▶ **Source passage**
------------------------------

Arcadia excited the writer Paul Kingsnorth (author of, among other things, Confessions of a Recovering Environmentalist) very much. In an essay written to accompany the film — an essay he later withdrew; more about that in a moment — he wrote,

The guardians of our civilisation tell us that attachment to place and tradition is reactionary, backward, dangerous. Like magic and mystery, attachment to land and history are things which belong to a dark and grim past, and should stay there. We are all progressives now. You are romanticising a past that never existed, they tell us. But it did exist, and not long ago. You can see it here, flickering in black and white. I defy any Briton to watch Arcadia and not feel a surge of patriotism; the real kind, the old kind. Not an attachment to monarchy or church, institution or government, idea or ideal, but the old pull of the land you walk on. The ground beneath your feet.
For Kingsnorth, the film Arcadia reminds us that the old “magic and mystery” of the land are not dead. The land still calls to its inhabitants, though faintly. Kingsnorth wants us to watch the film and have our attention to that call renewed.
What happened to our Arcadia? We stopped listening to it. We stopped dancing, we moved away, we started listening to the chant of the Machine instead. It is debt we chase now, not the moon. We are individuals, not parts in a wider whole. In a broken time, it is taboo to remember what was lost, and that fact alone makes Arcadia a revolutionary document. Look, it says. This is how it was. This is what was broken. At night, when you lie awake with your phone flashing under your pillow – do you miss it?
Thus Kingsnorth. Now, Warren Ellis, the great comics writer, in response:
That creepy Heideggerian dasein that fronts as meaning being-in-the-world but actually means being in a familiar landscape surrounded by lovely white people with no connection to the wider culture, preferring localism over multiculturalism and not being disturbed in your eternal idyll in the black forest (or on the dark mountain) by any of those nasty foreign types. This is where landscape writing sheds its leafy cloak and lets you glimpse its colder face – sounding like Steve Bannon, quoting Steve Bannon, black notebooks in hand, gazing from its bench at the little woodland of little England and trying to decide if “benevolent green nationalism” sounds too much like “… well, a nice kind of Hitler.”

We see you for what you are.

So: just as Heidegger wove together the experience of dwelling in his little hut in the Black Forest with his support for the Nazi regime, his black notebooks full of antisemitism, so too Kingsnorth with his racist Arcadia, his Brexit Arcadia, his doors-closed-to-colored-immigrants Arcadia?

This seems … a bit of a stretch to me. But Ellis is not the only one who reads Kingsnorth that way. Richard Smyth digs up nature writing’s fascist roots; “London Permaculture” teases out the fascist, racist snake lurking in the grass of England’s green and pleasant land. And this outcry led to Kingsnorth withdrawing his essay and then posting an explanation — which he also deleted.

I think what prompts these fierce denunciations is this: When we look back on the old ways of English culture — and this would apply to England’s Christian history almost as completely as its pagan one — we see white people, and only white people, enacting them. So how can those ways be praised without also praising exclusive whiteness?

Which raises for me another question: For these critics of Kingsnorth, is there any legitimate way to praise, and to seek to conserve, old rituals and practices? Can you love harvest festivals or Morris dancing or Druidic rites or for that matter Ember Days without being a racist, a fascist, a Nazi? Or is urban cosmopolitanism the only ethically acceptable ideal of human life?

And if you can love and practice those old ways without being a racist — How? What would distinguish morally legitimate attitudes from the ones that Kingsnorth is being pilloried for?

This inquiring mind would really like to know.

------------------------------

▶ **Stored data**
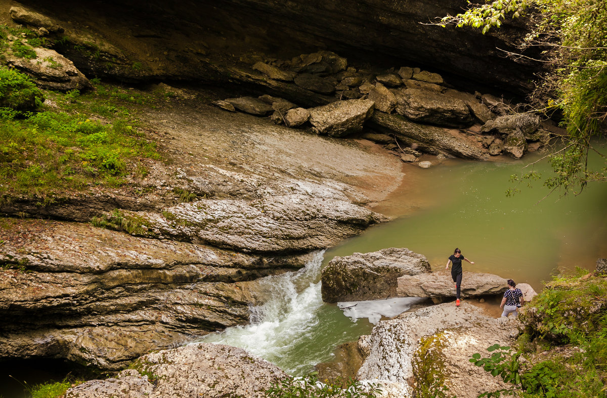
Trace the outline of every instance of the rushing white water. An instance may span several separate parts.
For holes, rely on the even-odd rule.
[[[251,323],[207,335],[202,341],[245,348],[293,375],[331,360],[337,345],[368,334],[371,325],[366,320],[353,322],[337,306],[323,303],[323,255],[316,253],[297,272],[260,280],[270,297],[263,305],[251,308]]]
[[[322,305],[318,282],[323,252],[315,254],[307,266],[297,272],[263,278],[271,297],[266,303],[251,309],[251,323],[228,328],[205,336],[202,341],[222,343],[245,348],[270,362],[281,365],[294,347],[313,336],[319,322],[317,309]],[[285,369],[297,373],[299,366]],[[314,364],[311,364],[314,365]]]
[[[337,303],[337,306],[344,311],[344,315],[353,322],[367,318],[375,325],[381,320],[382,317],[395,317],[410,308],[412,305],[419,304],[426,300],[421,297],[393,297],[363,302],[343,302]]]

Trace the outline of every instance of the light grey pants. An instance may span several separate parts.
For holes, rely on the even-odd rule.
[[[510,315],[510,312],[514,312],[514,316],[518,315],[517,312],[517,306],[515,305],[504,305],[504,312],[501,313],[501,316],[507,317]]]

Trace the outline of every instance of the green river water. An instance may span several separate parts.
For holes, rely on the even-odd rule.
[[[331,360],[337,345],[370,332],[367,319],[353,321],[337,305],[322,303],[320,271],[334,256],[408,248],[427,257],[433,269],[444,267],[456,247],[474,261],[466,271],[486,272],[541,290],[543,281],[576,266],[594,269],[607,257],[607,184],[590,186],[578,196],[561,197],[536,183],[506,197],[509,177],[530,161],[449,160],[429,169],[405,164],[401,187],[374,210],[398,217],[338,246],[319,253],[298,272],[262,282],[274,295],[252,309],[251,324],[206,336],[203,341],[246,348],[294,375]],[[600,160],[596,160],[599,162]],[[597,163],[598,164],[598,163]],[[546,161],[535,166],[546,172]],[[397,305],[378,302],[381,308]],[[406,308],[406,303],[405,308]],[[402,303],[401,303],[402,305]],[[498,311],[489,312],[499,316]]]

------------------------------

▶ **Work to complete**
1 > In the Arcadia passage, what did Kingsnorth do after the outcry over his essay?
2 > Update everything in the Arcadia passage from "For Kingsnorth, the" down to "you miss it?", putting "Market" in place of "Machine".
The listing isn't needed here.

▶ **Solved problems**
1 > He withdrew the essay and then posted an explanation, which he also deleted.

2 >
For Kingsnorth, the film Arcadia reminds us that the old “magic and mystery” of the land are not dead. The land still calls to its inhabitants, though faintly. Kingsnorth wants us to watch the film and have our attention to that call renewed.
What happened to our Arcadia? We stopped listening to it. We stopped dancing, we moved away, we started listening to the chant of the Market instead. It is debt we chase now, not the moon. We are individuals, not parts in a wider whole. In a broken time, it is taboo to remember what was lost, and that fact alone makes Arcadia a revolutionary document. Look, it says. This is how it was. This is what was broken. At night, when you lie awake with your phone flashing under your pillow – do you miss it?